▸ Activity:
With the line that contains "Expected: a single pin indicated on each instance of the shirt" as the first line, output exactly every line through the end of the material.

▸ Dataset records:
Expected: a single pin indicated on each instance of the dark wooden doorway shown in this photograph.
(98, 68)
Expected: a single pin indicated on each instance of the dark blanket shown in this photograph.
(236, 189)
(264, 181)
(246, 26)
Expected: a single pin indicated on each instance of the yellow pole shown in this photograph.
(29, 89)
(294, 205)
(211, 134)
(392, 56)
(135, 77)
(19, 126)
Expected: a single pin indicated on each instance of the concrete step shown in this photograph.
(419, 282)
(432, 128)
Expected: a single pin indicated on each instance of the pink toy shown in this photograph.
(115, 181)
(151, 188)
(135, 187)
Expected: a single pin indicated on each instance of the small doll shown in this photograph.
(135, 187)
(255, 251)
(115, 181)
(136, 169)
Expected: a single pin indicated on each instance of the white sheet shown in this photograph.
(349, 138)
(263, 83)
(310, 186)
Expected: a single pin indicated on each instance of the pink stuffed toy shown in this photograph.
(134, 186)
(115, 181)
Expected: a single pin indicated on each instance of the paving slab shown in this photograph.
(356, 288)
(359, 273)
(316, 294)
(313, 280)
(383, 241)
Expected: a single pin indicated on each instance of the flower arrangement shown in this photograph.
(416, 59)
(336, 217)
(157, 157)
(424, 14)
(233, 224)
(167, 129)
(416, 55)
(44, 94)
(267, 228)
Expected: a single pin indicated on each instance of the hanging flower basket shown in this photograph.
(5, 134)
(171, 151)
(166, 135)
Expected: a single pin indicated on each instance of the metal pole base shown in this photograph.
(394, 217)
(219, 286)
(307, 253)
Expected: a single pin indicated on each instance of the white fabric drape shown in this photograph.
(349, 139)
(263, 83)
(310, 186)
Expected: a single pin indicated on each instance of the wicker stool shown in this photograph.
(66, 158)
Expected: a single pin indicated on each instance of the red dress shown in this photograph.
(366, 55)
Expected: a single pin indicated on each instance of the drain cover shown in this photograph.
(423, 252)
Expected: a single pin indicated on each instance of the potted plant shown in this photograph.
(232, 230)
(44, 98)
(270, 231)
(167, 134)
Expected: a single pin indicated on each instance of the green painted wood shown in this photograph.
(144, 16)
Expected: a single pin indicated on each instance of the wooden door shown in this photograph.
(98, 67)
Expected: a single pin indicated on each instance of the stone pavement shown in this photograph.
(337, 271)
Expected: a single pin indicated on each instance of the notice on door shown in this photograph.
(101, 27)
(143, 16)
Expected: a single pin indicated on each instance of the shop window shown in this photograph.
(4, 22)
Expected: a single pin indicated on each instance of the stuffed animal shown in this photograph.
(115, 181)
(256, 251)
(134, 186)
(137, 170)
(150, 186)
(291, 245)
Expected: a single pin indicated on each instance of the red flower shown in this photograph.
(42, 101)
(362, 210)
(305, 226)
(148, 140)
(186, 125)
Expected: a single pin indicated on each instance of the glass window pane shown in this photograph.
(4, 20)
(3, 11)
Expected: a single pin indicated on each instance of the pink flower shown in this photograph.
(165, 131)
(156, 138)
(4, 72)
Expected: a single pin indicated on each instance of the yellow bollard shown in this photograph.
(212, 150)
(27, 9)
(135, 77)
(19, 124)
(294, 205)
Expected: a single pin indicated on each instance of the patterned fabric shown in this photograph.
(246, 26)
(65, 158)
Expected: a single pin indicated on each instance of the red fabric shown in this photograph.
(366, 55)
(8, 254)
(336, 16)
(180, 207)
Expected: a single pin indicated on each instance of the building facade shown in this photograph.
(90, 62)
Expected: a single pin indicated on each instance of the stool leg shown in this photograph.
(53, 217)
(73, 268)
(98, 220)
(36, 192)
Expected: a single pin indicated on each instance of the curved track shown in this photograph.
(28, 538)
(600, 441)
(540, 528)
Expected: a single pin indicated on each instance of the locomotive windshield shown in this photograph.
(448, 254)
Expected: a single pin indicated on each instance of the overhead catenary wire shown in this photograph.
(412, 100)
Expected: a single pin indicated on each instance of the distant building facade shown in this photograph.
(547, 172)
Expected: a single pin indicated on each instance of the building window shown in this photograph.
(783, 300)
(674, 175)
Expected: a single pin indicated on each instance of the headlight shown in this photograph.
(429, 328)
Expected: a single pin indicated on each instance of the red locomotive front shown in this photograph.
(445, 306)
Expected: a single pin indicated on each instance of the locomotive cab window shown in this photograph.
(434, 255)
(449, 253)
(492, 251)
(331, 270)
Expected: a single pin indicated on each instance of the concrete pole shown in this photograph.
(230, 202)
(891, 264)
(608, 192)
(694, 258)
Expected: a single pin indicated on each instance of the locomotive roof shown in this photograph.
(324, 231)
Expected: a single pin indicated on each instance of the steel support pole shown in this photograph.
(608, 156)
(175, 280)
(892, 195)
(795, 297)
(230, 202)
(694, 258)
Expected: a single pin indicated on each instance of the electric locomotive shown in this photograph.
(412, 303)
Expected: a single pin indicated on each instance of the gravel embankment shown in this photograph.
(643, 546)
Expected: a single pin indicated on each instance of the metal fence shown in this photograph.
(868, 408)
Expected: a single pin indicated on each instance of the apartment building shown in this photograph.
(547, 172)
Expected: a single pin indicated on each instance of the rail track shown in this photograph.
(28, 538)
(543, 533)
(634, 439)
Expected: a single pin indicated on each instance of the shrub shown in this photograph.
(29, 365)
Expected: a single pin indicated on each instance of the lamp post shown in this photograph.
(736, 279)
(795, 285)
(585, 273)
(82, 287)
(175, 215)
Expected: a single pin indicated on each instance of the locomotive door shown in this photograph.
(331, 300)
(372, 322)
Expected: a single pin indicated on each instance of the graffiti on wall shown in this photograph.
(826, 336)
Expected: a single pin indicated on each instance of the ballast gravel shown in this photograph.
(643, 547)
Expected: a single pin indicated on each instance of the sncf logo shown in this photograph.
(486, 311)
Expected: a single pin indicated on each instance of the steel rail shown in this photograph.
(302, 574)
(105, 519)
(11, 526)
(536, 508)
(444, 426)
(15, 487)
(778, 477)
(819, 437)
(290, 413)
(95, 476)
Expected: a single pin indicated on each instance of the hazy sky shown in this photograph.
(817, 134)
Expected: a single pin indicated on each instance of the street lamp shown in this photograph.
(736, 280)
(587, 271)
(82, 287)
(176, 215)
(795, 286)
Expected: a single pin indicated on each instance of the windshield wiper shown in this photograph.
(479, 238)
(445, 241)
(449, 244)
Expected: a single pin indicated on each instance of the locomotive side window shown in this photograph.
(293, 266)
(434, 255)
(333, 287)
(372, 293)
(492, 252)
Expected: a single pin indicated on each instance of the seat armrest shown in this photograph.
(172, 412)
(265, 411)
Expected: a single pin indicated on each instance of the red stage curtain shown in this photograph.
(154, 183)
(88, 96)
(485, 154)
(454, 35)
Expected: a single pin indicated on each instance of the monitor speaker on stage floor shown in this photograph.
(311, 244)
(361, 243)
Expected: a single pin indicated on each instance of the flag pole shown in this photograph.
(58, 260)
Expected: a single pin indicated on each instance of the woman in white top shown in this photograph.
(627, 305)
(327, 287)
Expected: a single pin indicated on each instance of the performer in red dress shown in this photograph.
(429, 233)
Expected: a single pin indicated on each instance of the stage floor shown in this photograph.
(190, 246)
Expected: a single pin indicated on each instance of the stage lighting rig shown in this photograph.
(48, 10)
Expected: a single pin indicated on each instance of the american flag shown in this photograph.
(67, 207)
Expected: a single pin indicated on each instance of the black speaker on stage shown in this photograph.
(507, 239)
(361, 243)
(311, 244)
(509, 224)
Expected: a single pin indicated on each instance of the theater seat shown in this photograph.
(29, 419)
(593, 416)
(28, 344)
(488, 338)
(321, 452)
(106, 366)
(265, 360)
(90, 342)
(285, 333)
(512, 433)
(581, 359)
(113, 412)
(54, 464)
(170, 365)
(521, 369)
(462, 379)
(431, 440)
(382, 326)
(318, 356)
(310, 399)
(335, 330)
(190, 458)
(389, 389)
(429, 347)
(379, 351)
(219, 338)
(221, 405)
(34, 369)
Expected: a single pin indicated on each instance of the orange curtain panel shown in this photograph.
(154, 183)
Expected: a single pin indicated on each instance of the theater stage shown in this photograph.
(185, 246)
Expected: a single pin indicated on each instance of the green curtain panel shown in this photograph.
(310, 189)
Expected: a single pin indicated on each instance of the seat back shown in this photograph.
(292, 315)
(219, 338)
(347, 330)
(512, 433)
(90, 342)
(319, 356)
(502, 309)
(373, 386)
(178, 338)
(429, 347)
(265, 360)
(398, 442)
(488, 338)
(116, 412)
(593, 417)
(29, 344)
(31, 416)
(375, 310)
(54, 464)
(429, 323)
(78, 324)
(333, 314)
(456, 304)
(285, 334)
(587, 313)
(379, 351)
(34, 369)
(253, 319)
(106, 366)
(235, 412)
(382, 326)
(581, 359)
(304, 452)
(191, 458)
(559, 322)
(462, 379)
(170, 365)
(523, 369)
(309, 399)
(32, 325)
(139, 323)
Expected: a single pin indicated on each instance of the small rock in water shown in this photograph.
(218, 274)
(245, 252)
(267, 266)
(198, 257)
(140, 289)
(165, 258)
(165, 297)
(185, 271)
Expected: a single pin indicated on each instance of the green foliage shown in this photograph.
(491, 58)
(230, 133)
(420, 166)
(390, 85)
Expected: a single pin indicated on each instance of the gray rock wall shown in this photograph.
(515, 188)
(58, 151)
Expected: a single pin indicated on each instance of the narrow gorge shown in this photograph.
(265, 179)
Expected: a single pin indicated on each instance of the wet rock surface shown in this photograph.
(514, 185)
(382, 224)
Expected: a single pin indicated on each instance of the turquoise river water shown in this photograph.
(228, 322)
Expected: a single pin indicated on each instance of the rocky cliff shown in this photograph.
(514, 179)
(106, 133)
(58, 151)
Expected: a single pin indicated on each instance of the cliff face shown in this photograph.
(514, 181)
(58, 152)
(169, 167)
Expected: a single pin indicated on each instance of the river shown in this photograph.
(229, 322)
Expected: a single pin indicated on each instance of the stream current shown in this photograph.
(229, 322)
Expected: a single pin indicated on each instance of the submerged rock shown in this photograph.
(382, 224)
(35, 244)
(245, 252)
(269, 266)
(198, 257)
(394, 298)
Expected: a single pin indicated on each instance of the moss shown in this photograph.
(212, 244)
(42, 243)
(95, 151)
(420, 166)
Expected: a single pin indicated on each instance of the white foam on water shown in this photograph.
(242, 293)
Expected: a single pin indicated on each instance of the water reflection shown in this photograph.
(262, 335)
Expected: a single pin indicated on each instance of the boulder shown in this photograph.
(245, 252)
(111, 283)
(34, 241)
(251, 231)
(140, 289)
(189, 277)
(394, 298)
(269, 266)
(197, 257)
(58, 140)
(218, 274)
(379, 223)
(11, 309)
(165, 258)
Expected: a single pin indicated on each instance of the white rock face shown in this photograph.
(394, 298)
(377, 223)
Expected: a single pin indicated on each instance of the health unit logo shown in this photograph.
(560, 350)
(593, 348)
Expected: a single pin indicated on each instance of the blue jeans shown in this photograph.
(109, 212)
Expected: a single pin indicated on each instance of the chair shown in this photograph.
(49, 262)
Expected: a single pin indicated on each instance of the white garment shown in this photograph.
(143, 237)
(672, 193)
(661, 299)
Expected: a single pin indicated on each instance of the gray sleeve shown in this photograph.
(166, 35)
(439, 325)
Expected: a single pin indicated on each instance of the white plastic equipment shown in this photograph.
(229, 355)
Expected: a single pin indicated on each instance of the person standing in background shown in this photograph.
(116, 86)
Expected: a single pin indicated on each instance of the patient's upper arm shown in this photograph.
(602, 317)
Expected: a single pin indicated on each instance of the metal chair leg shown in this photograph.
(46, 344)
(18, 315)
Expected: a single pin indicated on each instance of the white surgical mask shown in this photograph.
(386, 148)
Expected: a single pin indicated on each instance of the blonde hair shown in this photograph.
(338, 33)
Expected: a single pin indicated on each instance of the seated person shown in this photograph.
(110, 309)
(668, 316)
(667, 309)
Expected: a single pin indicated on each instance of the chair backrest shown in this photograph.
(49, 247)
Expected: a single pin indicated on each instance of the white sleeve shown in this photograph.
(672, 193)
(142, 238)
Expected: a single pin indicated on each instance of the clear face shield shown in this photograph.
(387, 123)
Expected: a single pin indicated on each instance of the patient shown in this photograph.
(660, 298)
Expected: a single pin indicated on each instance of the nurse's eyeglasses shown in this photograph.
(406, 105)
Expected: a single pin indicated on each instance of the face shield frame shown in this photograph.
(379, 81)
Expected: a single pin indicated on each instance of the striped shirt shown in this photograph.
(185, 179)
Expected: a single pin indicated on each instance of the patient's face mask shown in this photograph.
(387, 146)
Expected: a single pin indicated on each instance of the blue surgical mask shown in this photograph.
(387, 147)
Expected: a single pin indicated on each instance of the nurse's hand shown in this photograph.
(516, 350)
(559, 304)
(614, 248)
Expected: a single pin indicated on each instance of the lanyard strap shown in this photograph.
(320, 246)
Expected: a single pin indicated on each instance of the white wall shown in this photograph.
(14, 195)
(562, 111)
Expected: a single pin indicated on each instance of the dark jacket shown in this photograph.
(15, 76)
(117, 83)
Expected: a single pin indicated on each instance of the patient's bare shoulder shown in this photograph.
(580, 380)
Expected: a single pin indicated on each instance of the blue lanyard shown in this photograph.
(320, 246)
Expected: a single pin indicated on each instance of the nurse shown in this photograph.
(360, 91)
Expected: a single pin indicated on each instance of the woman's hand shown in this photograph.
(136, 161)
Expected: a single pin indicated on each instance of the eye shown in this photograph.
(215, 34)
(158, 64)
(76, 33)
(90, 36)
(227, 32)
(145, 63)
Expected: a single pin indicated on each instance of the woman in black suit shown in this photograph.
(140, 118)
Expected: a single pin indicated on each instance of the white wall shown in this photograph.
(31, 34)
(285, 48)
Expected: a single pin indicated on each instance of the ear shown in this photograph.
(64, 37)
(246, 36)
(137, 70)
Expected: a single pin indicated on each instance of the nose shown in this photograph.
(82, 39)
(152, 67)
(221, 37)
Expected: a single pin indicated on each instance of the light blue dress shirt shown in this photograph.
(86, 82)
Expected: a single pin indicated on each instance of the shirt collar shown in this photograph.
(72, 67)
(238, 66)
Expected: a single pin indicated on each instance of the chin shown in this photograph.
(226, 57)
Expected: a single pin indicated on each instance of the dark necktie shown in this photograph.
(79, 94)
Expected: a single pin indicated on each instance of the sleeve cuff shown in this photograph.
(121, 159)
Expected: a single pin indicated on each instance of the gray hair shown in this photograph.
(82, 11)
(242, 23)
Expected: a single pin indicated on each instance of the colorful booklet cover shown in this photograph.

▸ Answer for the task:
Expected: a single pin indicated on each instance of the shirt collar shown in this photograph.
(72, 67)
(238, 66)
Expected: a single pin indicated on each instance of the chin shown in this photograph.
(226, 57)
Expected: a single pin indicated on each instance of the dark necktie shown in this photograph.
(79, 94)
Expected: a single pin indicated on each instance of the sleeve cuff shown in this photograph.
(121, 159)
Expected: a single pin indicated on each instance of the gray hair shown in this photograph.
(82, 11)
(242, 23)
Expected: a single pin indicated on each instance of the colorful booklet cover shown in this photograph.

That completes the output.